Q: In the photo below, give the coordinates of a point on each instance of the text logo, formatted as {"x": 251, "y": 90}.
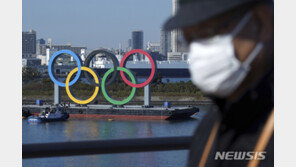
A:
{"x": 239, "y": 155}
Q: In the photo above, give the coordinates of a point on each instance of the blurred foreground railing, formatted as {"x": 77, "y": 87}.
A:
{"x": 105, "y": 146}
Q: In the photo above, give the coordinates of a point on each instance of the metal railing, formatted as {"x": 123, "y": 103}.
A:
{"x": 105, "y": 146}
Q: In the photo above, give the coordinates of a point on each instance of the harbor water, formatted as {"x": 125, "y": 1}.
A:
{"x": 94, "y": 129}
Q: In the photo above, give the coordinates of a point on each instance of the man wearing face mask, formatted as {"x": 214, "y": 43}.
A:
{"x": 231, "y": 61}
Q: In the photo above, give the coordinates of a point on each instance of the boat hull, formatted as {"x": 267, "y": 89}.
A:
{"x": 125, "y": 113}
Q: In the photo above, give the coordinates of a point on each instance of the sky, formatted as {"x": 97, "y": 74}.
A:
{"x": 95, "y": 23}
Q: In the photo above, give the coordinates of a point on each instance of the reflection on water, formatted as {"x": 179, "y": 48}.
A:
{"x": 93, "y": 129}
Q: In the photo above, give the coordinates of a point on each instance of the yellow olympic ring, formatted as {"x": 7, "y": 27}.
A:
{"x": 68, "y": 89}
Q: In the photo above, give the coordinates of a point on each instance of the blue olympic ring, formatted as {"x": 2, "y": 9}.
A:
{"x": 50, "y": 66}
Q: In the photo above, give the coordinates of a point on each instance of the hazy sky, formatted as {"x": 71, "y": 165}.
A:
{"x": 95, "y": 23}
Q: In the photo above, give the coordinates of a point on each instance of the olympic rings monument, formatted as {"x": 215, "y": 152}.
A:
{"x": 96, "y": 82}
{"x": 117, "y": 109}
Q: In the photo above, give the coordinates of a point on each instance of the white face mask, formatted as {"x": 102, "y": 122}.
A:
{"x": 213, "y": 65}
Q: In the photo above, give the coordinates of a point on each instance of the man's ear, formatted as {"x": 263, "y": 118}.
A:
{"x": 265, "y": 19}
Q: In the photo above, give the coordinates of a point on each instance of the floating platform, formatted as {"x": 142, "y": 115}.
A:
{"x": 121, "y": 112}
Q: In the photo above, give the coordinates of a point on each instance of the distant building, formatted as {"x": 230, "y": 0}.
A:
{"x": 40, "y": 47}
{"x": 138, "y": 43}
{"x": 29, "y": 44}
{"x": 129, "y": 45}
{"x": 31, "y": 62}
{"x": 177, "y": 47}
{"x": 177, "y": 56}
{"x": 137, "y": 40}
{"x": 153, "y": 46}
{"x": 165, "y": 42}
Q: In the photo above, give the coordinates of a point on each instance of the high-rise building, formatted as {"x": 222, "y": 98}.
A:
{"x": 40, "y": 47}
{"x": 177, "y": 47}
{"x": 138, "y": 43}
{"x": 153, "y": 46}
{"x": 29, "y": 44}
{"x": 137, "y": 40}
{"x": 174, "y": 32}
{"x": 165, "y": 42}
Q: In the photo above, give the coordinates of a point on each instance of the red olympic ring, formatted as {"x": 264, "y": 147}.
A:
{"x": 152, "y": 68}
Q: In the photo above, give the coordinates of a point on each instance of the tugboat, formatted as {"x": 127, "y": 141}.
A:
{"x": 49, "y": 115}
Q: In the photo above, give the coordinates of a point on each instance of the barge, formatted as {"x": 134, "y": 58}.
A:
{"x": 121, "y": 112}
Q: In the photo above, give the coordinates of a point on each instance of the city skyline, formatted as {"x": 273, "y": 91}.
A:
{"x": 115, "y": 30}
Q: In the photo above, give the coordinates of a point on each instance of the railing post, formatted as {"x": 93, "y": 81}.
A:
{"x": 147, "y": 95}
{"x": 57, "y": 94}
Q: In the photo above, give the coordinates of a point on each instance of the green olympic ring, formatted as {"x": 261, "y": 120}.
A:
{"x": 104, "y": 91}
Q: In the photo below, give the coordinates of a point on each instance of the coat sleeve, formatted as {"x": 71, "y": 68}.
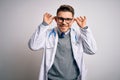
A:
{"x": 37, "y": 40}
{"x": 88, "y": 41}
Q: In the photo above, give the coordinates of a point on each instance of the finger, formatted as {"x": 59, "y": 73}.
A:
{"x": 82, "y": 18}
{"x": 79, "y": 19}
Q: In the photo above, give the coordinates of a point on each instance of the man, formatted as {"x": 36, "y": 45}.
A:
{"x": 63, "y": 46}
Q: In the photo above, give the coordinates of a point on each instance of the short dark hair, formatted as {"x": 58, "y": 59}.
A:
{"x": 66, "y": 8}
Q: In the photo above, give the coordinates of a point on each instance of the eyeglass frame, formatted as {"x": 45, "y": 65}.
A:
{"x": 67, "y": 20}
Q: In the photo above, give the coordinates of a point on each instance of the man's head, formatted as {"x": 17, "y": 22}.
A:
{"x": 65, "y": 17}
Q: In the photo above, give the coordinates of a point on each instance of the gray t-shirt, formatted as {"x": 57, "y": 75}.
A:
{"x": 64, "y": 66}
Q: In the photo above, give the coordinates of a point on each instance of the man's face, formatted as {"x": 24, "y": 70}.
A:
{"x": 64, "y": 20}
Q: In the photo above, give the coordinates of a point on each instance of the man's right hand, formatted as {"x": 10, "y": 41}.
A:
{"x": 48, "y": 18}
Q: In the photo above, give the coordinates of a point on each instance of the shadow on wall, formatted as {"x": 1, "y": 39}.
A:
{"x": 19, "y": 63}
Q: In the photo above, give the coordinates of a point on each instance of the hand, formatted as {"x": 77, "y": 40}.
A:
{"x": 48, "y": 18}
{"x": 81, "y": 21}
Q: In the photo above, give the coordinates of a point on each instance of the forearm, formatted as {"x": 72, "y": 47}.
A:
{"x": 88, "y": 41}
{"x": 38, "y": 38}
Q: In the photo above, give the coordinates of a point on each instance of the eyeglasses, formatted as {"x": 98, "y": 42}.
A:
{"x": 67, "y": 20}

#### WHAT YOU ARE ASKED TO DO
Change every occurrence of "formatted as" in the listing above to "written in the form", keeping all other text the same. Reproduce the whole listing with that substitution, but leave the pictures out.

#### FULL ANSWER
Q: In the photo below, give the coordinates of a point on each instance of the text logo, written in the form {"x": 251, "y": 90}.
A:
{"x": 239, "y": 155}
Q: In the photo above, give the coordinates of a point on each instance of the blurred foreground railing, written in the form {"x": 77, "y": 87}.
A:
{"x": 105, "y": 146}
Q: In the photo above, give the coordinates of a point on each instance of the metal railing, written in the form {"x": 123, "y": 103}.
A:
{"x": 105, "y": 146}
Q: In the photo above, give the coordinates of a point on each instance of the harbor water, written in the form {"x": 125, "y": 1}.
A:
{"x": 94, "y": 129}
Q: In the photo above, give the coordinates of a point on each instance of the man wearing face mask, written in the form {"x": 214, "y": 43}.
A:
{"x": 231, "y": 61}
Q: In the photo above, give the coordinates of a point on each instance of the boat hull, written in the form {"x": 267, "y": 89}.
A:
{"x": 125, "y": 113}
Q: In the photo above, give the coordinates of a point on each instance of the sky, written in the form {"x": 97, "y": 74}.
A:
{"x": 95, "y": 23}
Q: In the photo above, give the coordinates of a point on each instance of the reflection on water, written in the form {"x": 179, "y": 48}.
A:
{"x": 93, "y": 129}
Q: In the photo above, give the coordinates of a point on each instance of the yellow olympic ring, written in the form {"x": 7, "y": 27}.
A:
{"x": 68, "y": 89}
Q: In the photo above, give the coordinates of a point on each instance of the blue olympic ring, written in the form {"x": 2, "y": 9}.
A:
{"x": 50, "y": 66}
Q: In the photo above, give the coordinates of a point on each instance of the hazy sky, written in the form {"x": 71, "y": 165}.
A:
{"x": 95, "y": 23}
Q: In the photo above, give the coordinates of a point on each instance of the olympic rings monument, written in the form {"x": 215, "y": 152}.
A:
{"x": 96, "y": 82}
{"x": 117, "y": 109}
Q: In the photo above, give the coordinates of a point on each instance of the white face mask, written in the form {"x": 102, "y": 122}.
A:
{"x": 213, "y": 65}
Q: In the photo above, give the coordinates of a point on each instance of the man's ear, written in the form {"x": 263, "y": 118}.
A:
{"x": 265, "y": 19}
Q: In the photo above, give the coordinates of a point on each instance of the floating platform, written in the form {"x": 142, "y": 115}.
A:
{"x": 121, "y": 112}
Q: In the photo above, give the coordinates of a point on each instance of the distant building, written in the form {"x": 230, "y": 0}.
A:
{"x": 40, "y": 47}
{"x": 138, "y": 43}
{"x": 29, "y": 44}
{"x": 129, "y": 45}
{"x": 31, "y": 62}
{"x": 177, "y": 47}
{"x": 177, "y": 56}
{"x": 137, "y": 40}
{"x": 153, "y": 46}
{"x": 165, "y": 42}
Q: In the photo above, give the coordinates of a point on each instance of the high-rise building, written in the form {"x": 222, "y": 98}.
A:
{"x": 40, "y": 47}
{"x": 177, "y": 47}
{"x": 138, "y": 43}
{"x": 153, "y": 46}
{"x": 29, "y": 44}
{"x": 137, "y": 40}
{"x": 174, "y": 32}
{"x": 165, "y": 42}
Q: In the photo above, give the coordinates of a point on each instance of the red olympic ring, written in the form {"x": 264, "y": 147}.
A:
{"x": 152, "y": 68}
Q: In the photo above, give the coordinates of a point on each instance of the tugboat, written in the form {"x": 127, "y": 141}.
A:
{"x": 49, "y": 115}
Q: In the photo above, give the coordinates of a point on each instance of the barge, written in the form {"x": 134, "y": 58}.
A:
{"x": 121, "y": 112}
Q: In the photo above, give the coordinates of a point on each instance of the city skyline, written in the form {"x": 273, "y": 91}.
A:
{"x": 115, "y": 30}
Q: In the photo above, give the coordinates of a point on each instance of the railing post, written in the form {"x": 93, "y": 81}.
A:
{"x": 147, "y": 95}
{"x": 57, "y": 94}
Q: In the photo above, give the coordinates of a point on each instance of the green olympic ring, written in the form {"x": 261, "y": 120}.
A:
{"x": 104, "y": 91}
Q: In the photo below, give the coordinates of a point on each instance of the coat sleeve, written in the form {"x": 71, "y": 68}.
A:
{"x": 37, "y": 40}
{"x": 88, "y": 41}
Q: In the photo above, give the coordinates of a point on each instance of the finger, written in the form {"x": 59, "y": 73}.
A:
{"x": 82, "y": 18}
{"x": 79, "y": 19}
Q: In the photo above, give the coordinates of a point on each instance of the man, written in the form {"x": 36, "y": 45}.
A:
{"x": 63, "y": 46}
Q: In the photo above, give the coordinates of a point on each instance of the short dark hair, written in the form {"x": 58, "y": 59}.
A:
{"x": 66, "y": 8}
Q: In the photo above, give the coordinates of a point on each instance of the eyeglass frame, written in the form {"x": 45, "y": 65}.
A:
{"x": 67, "y": 20}
Q: In the photo above, give the coordinates of a point on each instance of the man's head, written in the form {"x": 17, "y": 22}.
A:
{"x": 65, "y": 17}
Q: In the photo above, give the coordinates of a point on each instance of the gray t-shirt, written in the form {"x": 57, "y": 75}.
A:
{"x": 64, "y": 66}
Q: In the photo above, give the coordinates of a point on each instance of the man's face, written in the form {"x": 24, "y": 70}.
A:
{"x": 64, "y": 20}
Q: In the photo above, give the coordinates of a point on each instance of the man's right hand, written in the form {"x": 10, "y": 41}.
A:
{"x": 48, "y": 18}
Q: In the photo above, give the coordinates of a point on each instance of the shadow on wall, written in the form {"x": 1, "y": 39}.
A:
{"x": 19, "y": 63}
Q: In the photo above, give the coordinates of a point on each instance of the hand, written in the form {"x": 77, "y": 40}.
A:
{"x": 48, "y": 18}
{"x": 81, "y": 21}
Q: In the photo above, give the coordinates of a point on each instance of the forearm, written in the form {"x": 72, "y": 47}.
A:
{"x": 88, "y": 41}
{"x": 38, "y": 38}
Q: In the photo above, give the coordinates of a point on each instance of the eyeglasses, written in the form {"x": 98, "y": 42}.
A:
{"x": 67, "y": 20}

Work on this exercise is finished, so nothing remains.